Welcome to the end-of-summer edition of the Miyares and Harrington LLP newsletter. If you’ve been looking for some beach-time reading, look no more. Nothing better than swinging in a hammock with the latest in municipal law developments!
 
We offer a congratulatory shout-out to the Reading Water Department, a recipient of MassDEP’s 2019 Public Water Systems Award for operational excellence. Reading’s Water Department has won that award for the last three consecutive years and was also awarded in 2018 a Consistent Performance Citation in the Beyond Compliance category and a citation from the Massachusetts House of Representatives.

Congratulations are also due to two of our own: Ivria Glass Fried is the new co-chair of the Boston Bar Association’s Wetlands, Waterways, and Water Quality Committee of the Environmental and Energy Law Section. Katie Stock is one of only 23 lawyers selected to participate in the Association’s 16th Public Interest Leadership Program for newer lawyers who participate in civic engagement and public service in their practice.

= WORK TO DO =
[A] Please write down the newsletter excerpt's passage starting at "Welcome to the" and ending at "House of Representatives.".
[B] According to the newsletter excerpt, which committee does Ivria Glass Fried now co-chair?

= Point placement records =

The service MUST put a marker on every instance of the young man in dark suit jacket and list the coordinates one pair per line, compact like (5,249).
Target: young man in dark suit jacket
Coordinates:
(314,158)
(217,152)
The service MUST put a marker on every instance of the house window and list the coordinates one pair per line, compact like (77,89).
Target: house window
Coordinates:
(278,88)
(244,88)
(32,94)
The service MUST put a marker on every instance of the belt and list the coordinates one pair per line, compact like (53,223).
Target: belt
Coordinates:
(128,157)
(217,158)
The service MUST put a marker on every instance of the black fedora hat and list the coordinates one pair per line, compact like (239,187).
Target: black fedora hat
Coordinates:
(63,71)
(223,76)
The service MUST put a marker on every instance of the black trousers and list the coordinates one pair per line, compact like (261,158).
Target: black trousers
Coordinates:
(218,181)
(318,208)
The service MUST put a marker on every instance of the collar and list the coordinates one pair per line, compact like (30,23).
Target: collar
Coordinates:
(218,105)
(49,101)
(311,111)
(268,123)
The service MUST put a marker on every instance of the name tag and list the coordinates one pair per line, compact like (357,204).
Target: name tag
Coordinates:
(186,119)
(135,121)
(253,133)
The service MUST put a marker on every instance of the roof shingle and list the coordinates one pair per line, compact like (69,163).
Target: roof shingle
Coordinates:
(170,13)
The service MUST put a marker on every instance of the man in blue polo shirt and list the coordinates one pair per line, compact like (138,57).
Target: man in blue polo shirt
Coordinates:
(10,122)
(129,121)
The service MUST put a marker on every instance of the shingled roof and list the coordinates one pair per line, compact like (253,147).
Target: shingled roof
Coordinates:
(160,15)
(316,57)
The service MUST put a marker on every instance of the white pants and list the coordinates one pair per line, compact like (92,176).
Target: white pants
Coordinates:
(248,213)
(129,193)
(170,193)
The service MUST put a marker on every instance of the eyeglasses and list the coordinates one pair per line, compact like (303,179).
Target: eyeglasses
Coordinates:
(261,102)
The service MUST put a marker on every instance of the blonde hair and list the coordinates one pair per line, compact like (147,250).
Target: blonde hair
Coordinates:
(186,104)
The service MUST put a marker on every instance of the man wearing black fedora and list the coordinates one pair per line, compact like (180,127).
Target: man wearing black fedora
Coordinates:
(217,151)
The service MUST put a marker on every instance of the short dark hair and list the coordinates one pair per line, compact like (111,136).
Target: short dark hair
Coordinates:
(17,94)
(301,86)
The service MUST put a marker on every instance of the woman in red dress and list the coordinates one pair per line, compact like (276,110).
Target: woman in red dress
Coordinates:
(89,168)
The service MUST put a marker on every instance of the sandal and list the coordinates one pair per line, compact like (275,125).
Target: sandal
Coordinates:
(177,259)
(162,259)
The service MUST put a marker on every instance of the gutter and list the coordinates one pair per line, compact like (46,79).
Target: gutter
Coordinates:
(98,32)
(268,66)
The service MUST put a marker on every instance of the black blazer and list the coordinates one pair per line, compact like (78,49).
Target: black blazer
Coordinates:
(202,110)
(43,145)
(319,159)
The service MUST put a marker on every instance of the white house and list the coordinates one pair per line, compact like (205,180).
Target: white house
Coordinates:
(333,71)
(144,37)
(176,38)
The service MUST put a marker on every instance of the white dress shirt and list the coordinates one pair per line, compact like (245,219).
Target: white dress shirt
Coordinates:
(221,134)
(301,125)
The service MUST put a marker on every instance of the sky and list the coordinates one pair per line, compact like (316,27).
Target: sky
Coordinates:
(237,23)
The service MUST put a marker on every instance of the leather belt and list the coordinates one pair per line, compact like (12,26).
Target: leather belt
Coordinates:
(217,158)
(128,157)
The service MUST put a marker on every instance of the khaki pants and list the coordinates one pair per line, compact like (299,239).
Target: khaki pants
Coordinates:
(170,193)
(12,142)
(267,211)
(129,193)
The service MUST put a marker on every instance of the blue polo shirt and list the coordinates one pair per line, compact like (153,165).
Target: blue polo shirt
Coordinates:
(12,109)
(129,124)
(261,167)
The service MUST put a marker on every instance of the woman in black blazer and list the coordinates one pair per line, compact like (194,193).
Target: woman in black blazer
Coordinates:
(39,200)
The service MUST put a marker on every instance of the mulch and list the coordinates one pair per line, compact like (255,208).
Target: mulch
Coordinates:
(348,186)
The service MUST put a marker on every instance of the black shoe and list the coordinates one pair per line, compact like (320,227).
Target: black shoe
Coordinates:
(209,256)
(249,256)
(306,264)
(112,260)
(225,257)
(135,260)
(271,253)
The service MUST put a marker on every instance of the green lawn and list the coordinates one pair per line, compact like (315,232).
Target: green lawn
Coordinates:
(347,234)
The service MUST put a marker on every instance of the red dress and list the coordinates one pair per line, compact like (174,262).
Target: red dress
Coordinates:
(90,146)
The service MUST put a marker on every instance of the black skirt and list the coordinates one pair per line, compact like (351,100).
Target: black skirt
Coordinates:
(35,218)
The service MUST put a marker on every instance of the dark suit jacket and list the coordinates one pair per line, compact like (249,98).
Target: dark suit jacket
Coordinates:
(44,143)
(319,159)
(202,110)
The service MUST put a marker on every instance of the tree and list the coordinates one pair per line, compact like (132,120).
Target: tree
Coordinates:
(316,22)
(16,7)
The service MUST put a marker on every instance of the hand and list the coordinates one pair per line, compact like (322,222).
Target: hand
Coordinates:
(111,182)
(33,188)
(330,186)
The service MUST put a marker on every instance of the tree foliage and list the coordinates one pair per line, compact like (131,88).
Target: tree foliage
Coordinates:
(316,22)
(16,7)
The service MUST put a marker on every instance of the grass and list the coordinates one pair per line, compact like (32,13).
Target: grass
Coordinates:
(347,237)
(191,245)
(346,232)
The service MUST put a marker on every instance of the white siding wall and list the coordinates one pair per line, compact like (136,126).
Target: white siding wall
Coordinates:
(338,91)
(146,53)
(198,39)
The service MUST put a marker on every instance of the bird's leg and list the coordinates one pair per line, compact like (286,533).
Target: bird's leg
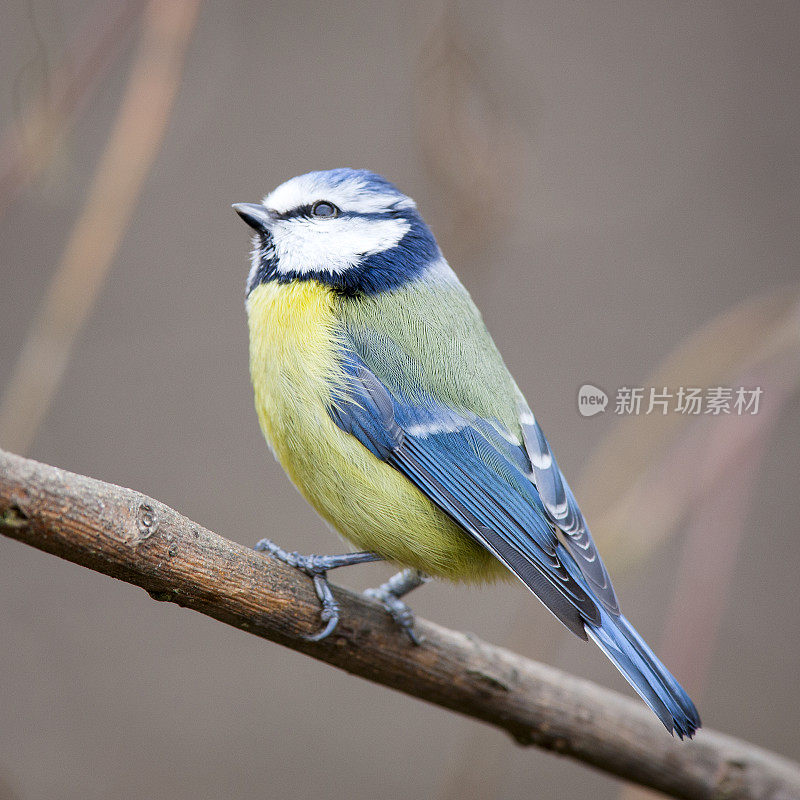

= ANSWERS IN ORDER =
[A]
Welcome to the end-of-summer edition of the Miyares and Harrington LLP newsletter. If you’ve been looking for some beach-time reading, look no more. Nothing better than swinging in a hammock with the latest in municipal law developments!
 
We offer a congratulatory shout-out to the Reading Water Department, a recipient of MassDEP’s 2019 Public Water Systems Award for operational excellence. Reading’s Water Department has won that award for the last three consecutive years and was also awarded in 2018 a Consistent Performance Citation in the Beyond Compliance category and a citation from the Massachusetts House of Representatives.

[B] The Boston Bar Association's Wetlands, Waterways, and Water Quality Committee of the Environmental and Energy Law Section.